◆ EXTRACTED MATERIAL
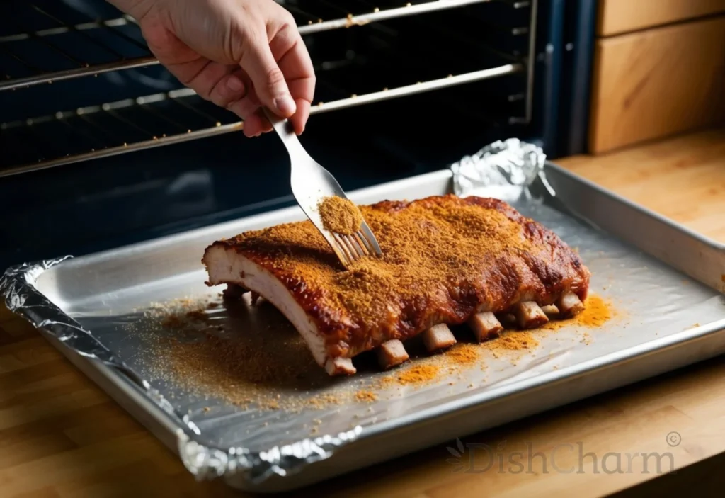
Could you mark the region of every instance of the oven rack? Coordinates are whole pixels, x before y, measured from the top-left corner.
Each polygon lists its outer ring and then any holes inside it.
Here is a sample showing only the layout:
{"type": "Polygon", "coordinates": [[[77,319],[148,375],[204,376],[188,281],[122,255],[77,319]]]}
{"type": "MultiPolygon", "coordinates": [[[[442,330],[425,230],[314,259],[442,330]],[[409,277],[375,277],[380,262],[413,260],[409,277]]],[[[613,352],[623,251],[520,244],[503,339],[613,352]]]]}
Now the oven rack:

◆ TASK OBJECTIVE
Please switch every "oven rack" in the listing above to "baking tray" and write the listing out again with nothing else altered. Leave the pictures out.

◆ SOLUTION FOR THIS TASK
Could you mark the region of every instance of the baking tray? Coordinates are whole pixels, x before y, measured from the top-left corner.
Each polygon lists its outer ring and then any holes inside it.
Here is a sample showing only the layout:
{"type": "Polygon", "coordinates": [[[77,319],[148,375],[204,376],[188,281],[122,255],[77,319]]]}
{"type": "MultiPolygon", "coordinates": [[[[442,330],[425,230],[314,259],[442,330]],[[409,277],[375,277],[380,262],[413,260],[409,277]]],[[[613,352],[623,251],[520,244],[503,339],[613,352]]]]}
Now the baking tray:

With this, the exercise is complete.